I'm sure there are people on this list who are a) much cleverererer than 
me and b) know conntrack upside down & backwards.  Help is as ever 
gratefully received.

Regarding IPv6 vs IPv4:  As it currently stands the code does conntrack 
lookups for both so if someone is translating IPv6 addresses then we 
know about it.  I'm now thinking about making IPv6 lookups a runtime 
option (default off)  From a flow/host fairness point of view I really 
don't care if a one to one address translation has occurred...and if 
someone really does implement a 'masquerading many hosts behind one IPv6 
address' environment...and they still want per IP & per flow fairness 
then unmentionable things should be done to them.

I'm not a fan of de-natting by default.  Per IP fairness is not the 
default and requires at least one of the 'dual-???host' or 
'triple-isolate' options to be relevant.  I've also concerns on CPU usage.

CPU usage is difficult to quantify.  As a rough guestimate my Archer C7 
used about 10% cpu per megabit.  I'd say that has gone up by 2% percent 
with this change, so it is heavy!

The code is out there, if you've an itch...scratch it :-)  Fork it, 
improve it etc but please don't think I'm any sort of kernel guru :-)

Incidentally, an obvious gaming of this: A host that has both IPv4 & v6 
addresses can get at least double the bandwidth than a host with only 
one of them, it's per IP fairness really, not per host.


On 26/09/16 09:54, moeller0 wrote:
> Hi Kevin,
> this is like the missing puzzle piece, if you solved this, most home users might end up deep in your debt (without them realizing it of course).
> Question, if I enable this on my link how will it deal with the typical differences between IPv4 and IPv6? I believe that the situation I have at home, NAT for IPv4 but no NAT for IPv6 (or if NAT, at least NAT with identifying last 64 bits of the IPv6 addresses, no port remapping games) is quite common now a days. I assume it will do the right thing for IPv4 but will it still do the right thing for IPv6 flows as well? And what if for $DEITY’s sake someone would insist on using a port-remapping NAT on IPv6?
> If, what I assume it will do the right thing by default, I would vote for enabling this by default and introduce keywords to disable this if required (in what I assume to be one of cake’s main ideas use reasonable defaults that in general do the right thing, but also allow crazy stuff if need be).
> Do you have any idea how expensive this is computationally? I realize that this is a tad hard to measure as cake will not simply reduce the available bandwidth when running out of CPU cycles but first will allow the latency to increase.
> Best Regards
> 	Sebastian
>> On Sep 26, 2016, at 05:20 , Kevin Darbyshire-Bryant <kevin at darbyshire-bryant.me.uk> wrote:
>> Greetings!
>> A while back I started on a quest to make cake 'nat' aware as the lack of host fairness in a typical home router environment was the only thing that prevented cake from being the ultimate qdisc in my opinion.  This involves dealing with conntrack which on egress is easy (the kernel fills in a data structure for us), ingress is less clear.  I hacked something together but wasn't really happy with it.
>> Another github user 'tegularius' presented some beautifully crafted code that did the lookups in a much neater way.  Originally it too had an 'ingress' lookup problem.  This was worked on and I hacked some conditional 'denat' options into cake & tc.
>> For your 'delight' a denat cake https://github.com/kdarbyshirebryant/sch_cake/tree/natoptions along with a matching tc https://github.com/kdarbyshirebryant/tc-adv/tree/denat
>> Typically I use 'dual-srchost srcnat' options on the egress interface, with 'dual-dsthost dstnat' in the ingress ifb interface.  In *brief* testing, bandwidth is shared fairly between hosts, and fairly by flow within each host.  And it's not crashed yet.

_Entries provided_
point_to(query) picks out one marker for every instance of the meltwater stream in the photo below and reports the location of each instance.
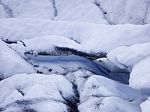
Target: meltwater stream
(73, 60)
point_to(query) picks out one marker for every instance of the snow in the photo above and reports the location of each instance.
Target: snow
(139, 77)
(85, 33)
(108, 104)
(128, 56)
(36, 88)
(145, 106)
(11, 63)
(32, 35)
(98, 86)
(30, 9)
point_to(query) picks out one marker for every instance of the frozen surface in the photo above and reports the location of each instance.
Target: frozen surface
(11, 63)
(74, 56)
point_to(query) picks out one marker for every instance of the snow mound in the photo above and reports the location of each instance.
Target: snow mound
(139, 77)
(11, 62)
(35, 91)
(89, 35)
(127, 57)
(145, 106)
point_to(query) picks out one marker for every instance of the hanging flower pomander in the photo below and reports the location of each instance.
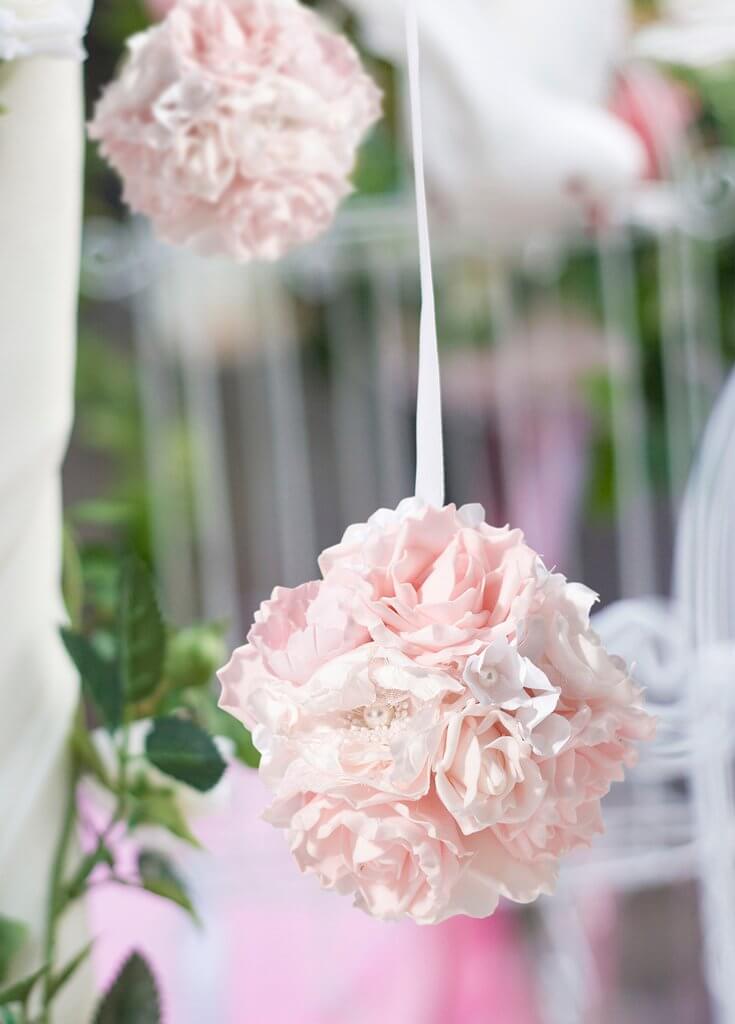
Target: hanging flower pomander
(43, 28)
(234, 125)
(437, 720)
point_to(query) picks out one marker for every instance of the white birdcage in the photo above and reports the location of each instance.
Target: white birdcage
(278, 404)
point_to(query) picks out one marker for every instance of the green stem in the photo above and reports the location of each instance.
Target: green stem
(52, 906)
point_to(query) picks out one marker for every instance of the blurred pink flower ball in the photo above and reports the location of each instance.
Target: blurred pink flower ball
(234, 125)
(437, 720)
(159, 8)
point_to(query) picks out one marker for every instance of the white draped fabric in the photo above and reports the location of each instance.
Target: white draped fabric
(40, 210)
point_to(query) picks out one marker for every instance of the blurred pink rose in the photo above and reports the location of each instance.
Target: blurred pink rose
(234, 125)
(159, 8)
(458, 749)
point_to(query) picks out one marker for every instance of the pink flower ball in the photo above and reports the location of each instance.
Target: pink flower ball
(234, 125)
(437, 720)
(159, 8)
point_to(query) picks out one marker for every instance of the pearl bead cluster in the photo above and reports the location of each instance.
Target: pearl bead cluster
(379, 720)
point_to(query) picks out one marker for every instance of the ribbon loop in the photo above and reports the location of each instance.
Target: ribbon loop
(429, 440)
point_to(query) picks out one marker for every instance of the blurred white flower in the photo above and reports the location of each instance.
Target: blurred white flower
(43, 28)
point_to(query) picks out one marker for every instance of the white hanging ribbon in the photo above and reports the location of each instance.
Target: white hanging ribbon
(429, 441)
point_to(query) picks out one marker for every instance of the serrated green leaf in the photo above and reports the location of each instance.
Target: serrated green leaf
(100, 678)
(12, 937)
(19, 990)
(160, 877)
(59, 979)
(133, 997)
(142, 635)
(182, 750)
(160, 809)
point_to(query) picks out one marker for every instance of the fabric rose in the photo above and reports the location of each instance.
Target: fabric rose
(234, 125)
(437, 720)
(43, 28)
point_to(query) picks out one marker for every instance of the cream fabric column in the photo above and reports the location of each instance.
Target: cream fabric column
(40, 212)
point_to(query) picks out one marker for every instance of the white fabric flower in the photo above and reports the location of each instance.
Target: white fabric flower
(43, 28)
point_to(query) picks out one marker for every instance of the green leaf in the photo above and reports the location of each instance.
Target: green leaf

_What the exercise asks_
Translate this sentence from the email about making cake NAT-aware into Spanish: "CPU usage is difficult to quantify."

_Exercise solution_
El uso de la CPU es difícil de cuantificar.